Leaving the pictures aside, repeat the entries exactly.

[Dataset entries]
*** Block opens ***

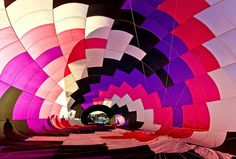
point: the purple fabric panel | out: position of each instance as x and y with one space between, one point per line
86 105
3 88
176 95
26 75
177 116
168 51
164 19
14 66
48 56
34 108
141 7
37 126
172 47
176 43
135 78
36 82
178 70
21 106
154 3
154 84
151 25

*** Block closes ***

[SOLUTION TO THIS EXERCISE]
point: the purple fabric panel | out: position of each instance as x and y with one space between, one point per line
86 105
3 88
176 95
26 75
177 116
168 51
164 19
14 66
48 56
34 108
141 7
37 126
172 47
176 43
135 78
36 82
178 70
21 106
154 3
154 84
151 25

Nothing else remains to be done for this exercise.